ED: We’re going to take a call now from one of our listeners. hosts, we have Michele with us from New Orleans. Michelle, welcome to BackStory.

MICHELLE: Hi. How are you all?

ED: Well, we’re great.

MICHELLE: So I was curious about Christmas shopping in particular, and about kind of when the moment would have happened where people might expect that children will buy gifts for their parents, rather than say make or find gifts for their parents. One of my earliest school memories is of essentially a fundraising event where the school set up something like the Santa’s workshop or something like that, where there were a bunch of little trinkets that kids could buy for their families. And when I thought about it, you know, I remembered buying my mother this hideous ceramic cat, very ugly cat.

ED: Which she kept for years, right?

MICHELLE: Oh, for years. Oh, we moved a ton, and she just kept it all the time. And also at the time, she was pregnant with my little sister. And I even bought my unborn little sister a toothbrush at this–

ED: Oh, you’re so thoughtful, Michelle.



MICHELLE: Oh, yeah.

ED: Yeah.

MICHELLE: But the more I thought about it, the more I thought, like, why would anyone expect a six-year-old to buy someone Christmas gifts? And so I was just kind of curious where that could have come from?

ED: Well, I think what we can agree is that this is a relatively recent phenomenon. You just don’t see examples in the 19th century even of people thinking this way, you know. I mean, it’s hard for me not to think of this as a 20th century thing, Brian.

[Records of labeled points]
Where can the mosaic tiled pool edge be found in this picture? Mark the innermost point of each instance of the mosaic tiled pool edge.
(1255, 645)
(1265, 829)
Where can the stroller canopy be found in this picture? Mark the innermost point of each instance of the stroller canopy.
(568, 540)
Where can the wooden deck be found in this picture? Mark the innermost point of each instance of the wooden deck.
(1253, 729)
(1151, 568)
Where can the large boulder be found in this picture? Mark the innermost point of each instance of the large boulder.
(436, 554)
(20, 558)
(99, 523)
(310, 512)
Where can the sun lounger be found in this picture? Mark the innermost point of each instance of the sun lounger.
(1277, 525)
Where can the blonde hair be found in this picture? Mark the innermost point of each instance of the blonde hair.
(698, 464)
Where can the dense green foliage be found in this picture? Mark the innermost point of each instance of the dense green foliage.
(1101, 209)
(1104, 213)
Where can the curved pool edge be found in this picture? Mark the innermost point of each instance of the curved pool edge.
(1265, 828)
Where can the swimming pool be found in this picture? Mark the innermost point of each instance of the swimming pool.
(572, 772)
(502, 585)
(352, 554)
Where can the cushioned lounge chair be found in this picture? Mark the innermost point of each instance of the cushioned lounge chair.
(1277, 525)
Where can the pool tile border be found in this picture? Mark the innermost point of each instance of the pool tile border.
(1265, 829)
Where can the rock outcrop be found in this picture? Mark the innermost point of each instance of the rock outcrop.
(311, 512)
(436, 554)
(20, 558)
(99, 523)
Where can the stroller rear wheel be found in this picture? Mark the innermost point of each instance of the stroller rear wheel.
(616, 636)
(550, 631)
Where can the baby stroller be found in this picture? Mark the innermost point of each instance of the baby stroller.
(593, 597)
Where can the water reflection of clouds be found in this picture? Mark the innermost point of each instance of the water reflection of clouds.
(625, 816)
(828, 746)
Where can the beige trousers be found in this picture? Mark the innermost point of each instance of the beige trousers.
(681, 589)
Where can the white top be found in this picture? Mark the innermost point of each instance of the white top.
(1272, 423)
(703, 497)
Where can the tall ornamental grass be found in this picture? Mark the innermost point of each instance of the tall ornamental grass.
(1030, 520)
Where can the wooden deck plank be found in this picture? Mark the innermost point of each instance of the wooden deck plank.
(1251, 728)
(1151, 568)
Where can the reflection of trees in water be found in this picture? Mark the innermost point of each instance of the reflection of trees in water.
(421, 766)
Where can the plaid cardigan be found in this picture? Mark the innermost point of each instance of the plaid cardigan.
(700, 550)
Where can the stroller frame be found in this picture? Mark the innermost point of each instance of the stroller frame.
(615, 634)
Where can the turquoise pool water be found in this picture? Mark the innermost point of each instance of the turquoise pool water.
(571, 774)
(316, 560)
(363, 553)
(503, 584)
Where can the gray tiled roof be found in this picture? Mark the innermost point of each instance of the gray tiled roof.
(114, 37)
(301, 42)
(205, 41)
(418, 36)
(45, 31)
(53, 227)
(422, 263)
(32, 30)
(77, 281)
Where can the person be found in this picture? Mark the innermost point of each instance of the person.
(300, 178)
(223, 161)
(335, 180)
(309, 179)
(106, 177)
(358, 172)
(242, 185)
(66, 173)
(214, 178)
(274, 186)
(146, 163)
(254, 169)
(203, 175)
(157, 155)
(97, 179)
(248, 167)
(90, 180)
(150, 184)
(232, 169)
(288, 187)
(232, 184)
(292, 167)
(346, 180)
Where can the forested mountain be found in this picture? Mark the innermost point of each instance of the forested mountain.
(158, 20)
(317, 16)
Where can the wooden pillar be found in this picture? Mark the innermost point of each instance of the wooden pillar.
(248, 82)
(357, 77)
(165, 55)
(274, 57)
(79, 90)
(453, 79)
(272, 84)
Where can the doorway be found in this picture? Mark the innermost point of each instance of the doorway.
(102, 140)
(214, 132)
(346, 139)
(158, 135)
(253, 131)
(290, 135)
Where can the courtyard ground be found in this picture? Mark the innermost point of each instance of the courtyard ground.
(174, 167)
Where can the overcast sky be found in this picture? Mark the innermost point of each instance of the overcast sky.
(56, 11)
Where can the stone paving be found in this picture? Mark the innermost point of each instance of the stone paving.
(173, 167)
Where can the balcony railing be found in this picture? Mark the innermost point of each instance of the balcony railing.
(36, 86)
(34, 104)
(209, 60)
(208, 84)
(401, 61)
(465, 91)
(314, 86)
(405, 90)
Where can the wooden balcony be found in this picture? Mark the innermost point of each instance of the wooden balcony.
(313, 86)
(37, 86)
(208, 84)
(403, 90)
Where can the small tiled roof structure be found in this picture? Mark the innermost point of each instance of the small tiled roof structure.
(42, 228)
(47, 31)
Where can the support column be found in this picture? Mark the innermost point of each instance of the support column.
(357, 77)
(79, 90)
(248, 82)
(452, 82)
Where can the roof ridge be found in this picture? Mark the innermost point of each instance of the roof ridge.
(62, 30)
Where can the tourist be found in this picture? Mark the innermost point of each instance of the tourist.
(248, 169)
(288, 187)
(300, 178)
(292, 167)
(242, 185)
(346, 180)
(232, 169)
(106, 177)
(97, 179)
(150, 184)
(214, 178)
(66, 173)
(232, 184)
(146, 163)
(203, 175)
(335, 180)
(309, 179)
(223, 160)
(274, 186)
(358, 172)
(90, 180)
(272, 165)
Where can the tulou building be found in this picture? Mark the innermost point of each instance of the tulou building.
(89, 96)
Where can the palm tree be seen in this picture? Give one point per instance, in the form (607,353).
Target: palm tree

_Direction 1:_ Set down the entire radio transcript exactly as it appears, word for word.
_Direction 2:_ In the records, from the line with "Where can the roof" through the end of the records, swap "tourist" for "visitor" and leave everything else unchanged. Give only those lines.
The text and the records have no connection to each other.

_Complete answer 1:_
ED: We’re going to take a call now from one of our listeners. hosts, we have Michele with us from New Orleans. Michelle, welcome to BackStory.

MICHELLE: Hi. How are you all?

ED: Well, we’re great.

MICHELLE: So I was curious about Christmas shopping in particular, and about kind of when the moment would have happened where people might expect that children will buy gifts for their parents, rather than say make or find gifts for their parents. One of my earliest school memories is of essentially a fundraising event where the school set up something like the Santa’s workshop or something like that, where there were a bunch of little trinkets that kids could buy for their families. And when I thought about it, you know, I remembered buying my mother this hideous ceramic cat, very ugly cat.

ED: Which she kept for years, right?

MICHELLE: Oh, for years. Oh, we moved a ton, and she just kept it all the time. And also at the time, she was pregnant with my little sister. And I even bought my unborn little sister a toothbrush at this–

ED: Oh, you’re so thoughtful, Michelle.



MICHELLE: Oh, yeah.

ED: Yeah.

MICHELLE: But the more I thought about it, the more I thought, like, why would anyone expect a six-year-old to buy someone Christmas gifts? And so I was just kind of curious where that could have come from?

ED: Well, I think what we can agree is that this is a relatively recent phenomenon. You just don’t see examples in the 19th century even of people thinking this way, you know. I mean, it’s hard for me not to think of this as a 20th century thing, Brian.

_Complete answer 2:_
Where can the roof ridge be found in this picture? Mark the innermost point of each instance of the roof ridge.
(62, 30)
Where can the visitor be found in this picture? Mark the innermost point of each instance of the visitor.
(248, 169)
(288, 187)
(300, 178)
(292, 167)
(242, 185)
(346, 180)
(232, 169)
(106, 177)
(97, 179)
(150, 184)
(214, 178)
(66, 173)
(232, 184)
(146, 163)
(203, 175)
(335, 180)
(309, 179)
(223, 160)
(274, 186)
(358, 172)
(90, 180)
(272, 165)
Where can the tulou building be found in this picture? Mark the innermost point of each instance of the tulou building.
(89, 96)
Where can the palm tree be seen in this picture? Give one point per instance, in the form (607,353).
Target: palm tree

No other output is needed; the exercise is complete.